[Entries taken from a collection]
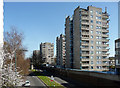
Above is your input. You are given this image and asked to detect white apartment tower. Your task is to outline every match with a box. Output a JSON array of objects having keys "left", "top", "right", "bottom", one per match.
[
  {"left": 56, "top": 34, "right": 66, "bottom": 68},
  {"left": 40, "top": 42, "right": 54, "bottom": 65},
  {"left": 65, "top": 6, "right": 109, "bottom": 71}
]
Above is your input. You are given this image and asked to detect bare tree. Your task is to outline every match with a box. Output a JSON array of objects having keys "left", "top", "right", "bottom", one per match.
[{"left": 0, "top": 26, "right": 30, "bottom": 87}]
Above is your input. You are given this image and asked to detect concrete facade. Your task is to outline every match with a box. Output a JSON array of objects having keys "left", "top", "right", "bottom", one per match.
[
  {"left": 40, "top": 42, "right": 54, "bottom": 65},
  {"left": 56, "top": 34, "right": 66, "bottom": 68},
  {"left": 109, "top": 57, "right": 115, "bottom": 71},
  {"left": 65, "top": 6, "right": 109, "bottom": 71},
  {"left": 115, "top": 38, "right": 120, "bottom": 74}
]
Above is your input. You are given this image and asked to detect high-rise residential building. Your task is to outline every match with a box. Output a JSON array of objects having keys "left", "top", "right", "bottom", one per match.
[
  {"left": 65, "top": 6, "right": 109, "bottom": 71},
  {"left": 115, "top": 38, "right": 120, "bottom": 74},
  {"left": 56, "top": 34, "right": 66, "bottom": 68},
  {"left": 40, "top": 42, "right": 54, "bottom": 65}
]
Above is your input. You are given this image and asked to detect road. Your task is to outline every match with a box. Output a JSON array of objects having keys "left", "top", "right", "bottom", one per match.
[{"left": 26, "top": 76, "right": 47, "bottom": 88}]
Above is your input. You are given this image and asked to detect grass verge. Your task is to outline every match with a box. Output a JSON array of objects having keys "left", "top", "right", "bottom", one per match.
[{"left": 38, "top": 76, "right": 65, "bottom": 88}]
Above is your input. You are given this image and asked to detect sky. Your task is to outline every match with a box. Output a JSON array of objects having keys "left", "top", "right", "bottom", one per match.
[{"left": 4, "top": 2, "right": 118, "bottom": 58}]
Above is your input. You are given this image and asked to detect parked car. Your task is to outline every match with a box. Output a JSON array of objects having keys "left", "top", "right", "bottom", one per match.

* _WORK ORDER_
Omit the pictures and copy the records above exactly.

* _WRITTEN RESPONSE_
Above is your input. You are given this image and asked to detect white apartment tower. Your task is to outline every match with a box. Output a JSON array of objects having keys "left", "top", "right", "bottom", one per match.
[
  {"left": 56, "top": 34, "right": 66, "bottom": 68},
  {"left": 40, "top": 42, "right": 54, "bottom": 65},
  {"left": 65, "top": 6, "right": 109, "bottom": 71}
]
Above is your input. You are given this image and asked to detect bare tree. Your task is to outline every match with a box. Output a JSON array of objects having keys "left", "top", "right", "bottom", one per match.
[{"left": 0, "top": 26, "right": 30, "bottom": 87}]
Above is your input. You are given this image and asked to detect concrete facade. Your task is to outline every match with a box. Output a JSON array of objects having keys "left", "top", "right", "bottom", one per match.
[
  {"left": 40, "top": 42, "right": 54, "bottom": 65},
  {"left": 56, "top": 34, "right": 66, "bottom": 68},
  {"left": 109, "top": 57, "right": 115, "bottom": 71},
  {"left": 65, "top": 6, "right": 109, "bottom": 71},
  {"left": 115, "top": 38, "right": 120, "bottom": 74}
]
Above is your input. You are given this image and asked to detect high-rise residential building. Your task is to outline every match with a box. Output a JSON array of objects having keys "left", "top", "right", "bottom", one per match.
[
  {"left": 65, "top": 6, "right": 109, "bottom": 71},
  {"left": 115, "top": 38, "right": 120, "bottom": 74},
  {"left": 56, "top": 34, "right": 66, "bottom": 68},
  {"left": 40, "top": 42, "right": 54, "bottom": 65}
]
Above is your input. You are given this image and asked to detect road. Your task is to outline every match with a box. Output a JSON array of objects having keys "left", "top", "right", "bottom", one per match.
[{"left": 26, "top": 76, "right": 47, "bottom": 88}]
Above is your input. You are given this image and asked to detect grass verge. Your task is to outline every match with a box. Output a JSON array of objects having keys "left", "top", "right", "bottom", one per match.
[{"left": 38, "top": 76, "right": 65, "bottom": 88}]
Above is your input. You are given this image and asked to detect sky. Your task is to outline every match with a box. Output a JSON array of objects having keys "left", "top", "right", "bottom", one per match.
[{"left": 4, "top": 2, "right": 118, "bottom": 58}]
Above is your input. You are given this image and asked to detect parked car. Your task is to outline every match with a box. Output a JSON array of objects having keys "left", "top", "right", "bottom", one per match.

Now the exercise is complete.